++++ EXTRACTED TEXT ++++
Are you struggling to include technical skills on your resume? You’re not alone in this. Many people have difficulty figuring out which skills to list.
Luckily, it’s not as challenging as it can seem. Here’s what you should know about technical skills.
- What Are Technical Skills?
- Types of Technical Skills
- 10 Most Common Technical Skills
- How to List Technical Skills on a Resume and Cover Letter
- How to Demonstrate Technical Skills in an Interview
- Interview Questions Related to Technical Skills That You Might See
- Tips for Improving Technical Skills
- Additional Skills to Be Aware Of
- Wrapping Up
What Are Technical Skills?
Technical skills are the range of specialized expertise and information you need to use specific tools, programs, or processes at work.
Every job requires some technical skills, even if it’s just using simple measuring tools, and employers usually check whether you have or can learn these skills as a core concern.
Some examples of technical skills include:
- Social media skills
- Presentation skills
- Software development
- Research skills
- Project management skills
- Writing skills
- Medical coding
- Graphic design
The best types of technical skills to include on a resume depend on your job. This is a broad category that includes a wide range of potential talents, so many technical skills also fall into several other skill categories. Technical skills are generally considered hard skills.
Non-technical skills are also known as soft skills and cover things like decision-making, communication, leadership, and the ability to work well in a team.
Most employers want to see a range of technical and non-technical skills in applicants, but this can vary somewhat depending on the position.
Why Are These Skills Important?
Technical skills are important because they relate to the primary focus of a job. If you don’t have the right technical skills, you can’t do the job.
On the other hand, if you’re excellent at the technical skills a position needs, then chances are you’ll excel in the role. It’s hard to overstate the value of these skills to employers.
Types of Technical Skills
There are many types of technical skills. Given enough space, we could talk about literally hundreds of them.
However, it helps to narrow down the skills to specific roles and industries, as that’s what employers will be looking for. The following sections are examples of this in action.
Project Manager Technical Skills
Most project managers require a mix of leadership and technical skills to understand how to bring a project to successful completion.
Engineering Technical Skills
Engineering technical skills include project design, quality control, troubleshooting, and programming.
Depending on the industry, companies may also look for familiarity with manufacturing processes, prototyping, robotics, accounting, government contracting, and environmental awareness.
Nursing Technical Skills
Nurses perform a wide range of caregiving services, often specializing in specific areas.
++++
## TASK 1
In the article on technical skills, what is another name for non-technical skills?
## TASK 2
Pick up the article on technical skills right after its last sentence and keep writing.
++++ MATERIAL PROVIDED ++++
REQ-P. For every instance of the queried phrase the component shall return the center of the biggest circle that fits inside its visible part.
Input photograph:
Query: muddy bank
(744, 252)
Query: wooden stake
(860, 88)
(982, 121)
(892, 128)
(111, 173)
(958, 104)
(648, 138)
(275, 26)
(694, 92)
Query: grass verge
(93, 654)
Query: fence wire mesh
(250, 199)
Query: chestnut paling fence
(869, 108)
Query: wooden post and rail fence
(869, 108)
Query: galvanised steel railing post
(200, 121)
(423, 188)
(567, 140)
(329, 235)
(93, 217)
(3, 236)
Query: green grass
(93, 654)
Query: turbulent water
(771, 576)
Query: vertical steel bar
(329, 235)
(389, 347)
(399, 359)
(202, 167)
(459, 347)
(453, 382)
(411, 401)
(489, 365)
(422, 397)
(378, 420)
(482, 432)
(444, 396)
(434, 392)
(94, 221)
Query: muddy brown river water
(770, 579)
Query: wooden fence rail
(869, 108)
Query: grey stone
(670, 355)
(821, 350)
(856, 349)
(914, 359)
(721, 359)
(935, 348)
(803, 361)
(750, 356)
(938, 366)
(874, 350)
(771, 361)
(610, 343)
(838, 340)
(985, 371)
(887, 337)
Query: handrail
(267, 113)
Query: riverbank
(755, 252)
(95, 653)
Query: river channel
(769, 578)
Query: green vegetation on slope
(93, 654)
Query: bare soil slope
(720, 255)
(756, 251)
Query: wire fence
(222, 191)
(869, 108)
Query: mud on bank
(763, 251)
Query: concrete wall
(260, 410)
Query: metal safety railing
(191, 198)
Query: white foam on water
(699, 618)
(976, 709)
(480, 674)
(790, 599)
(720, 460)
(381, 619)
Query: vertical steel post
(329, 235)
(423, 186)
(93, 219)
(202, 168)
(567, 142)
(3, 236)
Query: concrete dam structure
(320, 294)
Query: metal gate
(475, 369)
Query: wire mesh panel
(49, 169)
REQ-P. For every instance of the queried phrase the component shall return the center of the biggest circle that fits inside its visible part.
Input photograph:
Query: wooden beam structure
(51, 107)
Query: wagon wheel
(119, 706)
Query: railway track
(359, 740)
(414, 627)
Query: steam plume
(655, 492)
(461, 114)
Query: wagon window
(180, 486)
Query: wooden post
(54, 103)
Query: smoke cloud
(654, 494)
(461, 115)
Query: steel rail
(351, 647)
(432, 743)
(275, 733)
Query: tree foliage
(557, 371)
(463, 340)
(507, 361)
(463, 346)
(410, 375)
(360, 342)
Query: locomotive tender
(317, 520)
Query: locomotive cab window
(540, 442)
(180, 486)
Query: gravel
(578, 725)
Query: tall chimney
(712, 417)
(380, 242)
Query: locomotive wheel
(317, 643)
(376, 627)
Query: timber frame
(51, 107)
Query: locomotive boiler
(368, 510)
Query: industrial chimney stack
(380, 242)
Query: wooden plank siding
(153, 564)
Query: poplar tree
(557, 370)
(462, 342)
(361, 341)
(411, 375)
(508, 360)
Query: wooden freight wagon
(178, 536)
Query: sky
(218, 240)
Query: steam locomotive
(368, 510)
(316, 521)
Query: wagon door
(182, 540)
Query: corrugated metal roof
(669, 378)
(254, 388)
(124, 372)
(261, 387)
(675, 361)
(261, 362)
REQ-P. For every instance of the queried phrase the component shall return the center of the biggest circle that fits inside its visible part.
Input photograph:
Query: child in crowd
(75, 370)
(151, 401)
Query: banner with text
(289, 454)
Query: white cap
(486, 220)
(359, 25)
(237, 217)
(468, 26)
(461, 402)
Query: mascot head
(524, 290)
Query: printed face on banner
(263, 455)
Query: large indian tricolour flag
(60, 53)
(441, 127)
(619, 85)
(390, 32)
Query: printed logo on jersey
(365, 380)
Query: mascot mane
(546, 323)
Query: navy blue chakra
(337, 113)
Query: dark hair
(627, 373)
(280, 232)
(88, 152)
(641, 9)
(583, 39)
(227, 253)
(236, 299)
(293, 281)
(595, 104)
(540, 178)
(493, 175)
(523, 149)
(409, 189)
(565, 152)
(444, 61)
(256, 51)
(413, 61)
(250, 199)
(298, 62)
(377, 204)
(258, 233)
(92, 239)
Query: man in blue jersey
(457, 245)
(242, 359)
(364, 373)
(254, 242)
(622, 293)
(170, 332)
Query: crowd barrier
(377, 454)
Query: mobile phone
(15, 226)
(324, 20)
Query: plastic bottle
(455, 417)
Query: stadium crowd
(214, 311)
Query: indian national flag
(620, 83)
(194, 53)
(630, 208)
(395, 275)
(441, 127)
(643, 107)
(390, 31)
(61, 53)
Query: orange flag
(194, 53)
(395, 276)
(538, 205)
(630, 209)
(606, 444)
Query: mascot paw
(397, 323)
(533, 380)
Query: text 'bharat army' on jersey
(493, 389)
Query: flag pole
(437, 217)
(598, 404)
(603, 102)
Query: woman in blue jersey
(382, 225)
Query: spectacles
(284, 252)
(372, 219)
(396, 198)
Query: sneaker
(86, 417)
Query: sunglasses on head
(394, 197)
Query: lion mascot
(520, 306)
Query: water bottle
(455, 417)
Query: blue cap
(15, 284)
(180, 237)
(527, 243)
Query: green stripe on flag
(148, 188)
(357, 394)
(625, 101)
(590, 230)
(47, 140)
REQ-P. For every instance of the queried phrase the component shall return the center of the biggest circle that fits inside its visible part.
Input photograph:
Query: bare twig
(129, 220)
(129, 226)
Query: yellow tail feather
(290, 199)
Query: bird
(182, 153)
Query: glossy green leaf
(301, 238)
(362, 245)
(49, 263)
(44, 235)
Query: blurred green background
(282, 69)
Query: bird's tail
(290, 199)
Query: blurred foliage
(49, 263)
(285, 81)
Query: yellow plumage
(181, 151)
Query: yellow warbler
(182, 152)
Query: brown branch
++++
## RESULT 1
Soft skills.

## RESULT 2
A typical nurse needs skills like checking vital signs, patient safety, caring for wounds, and using technology to check medical records or research guidelines for specific problems.
Accounting Technical Skills
Accounting technical skills focus on things like familiarity with accounting software, understanding spreadsheets, and the ability to report and explain financial statements. Some accountants also need additional computing or presentation skills.
Business Technical Skills
Business technical skills can include almost anything if you’re creative enough when describing it, but a few skills are valuable to almost every industry. These include things like corporate communications, data analysis, project management, and proficiency with any software the company uses.
Remember that business technical skills are not the same thing as business management skills. Management skills cover an entirely separate area, while regular business technical skills are usually for mid-ranked employees who serve as the layer between upper management and regular employees.
10 Most Common Technical Skills
Here are some of the most common technical skills that employers look for.
1. Productivity Software
Productivity software includes a wide range of software and platforms that help companies get work done faster. This category includes things like office software (especially from Microsoft or Google), but also collaboration and conferencing software like Zoom.
How to Develop Productivity Software Skills
Look for certifications or classes on common business software, and try to research popular software within your industry first. Employers tend to like seeing third-party certifications, and most software is easy enough to learn if you’re familiar with computers in the first place.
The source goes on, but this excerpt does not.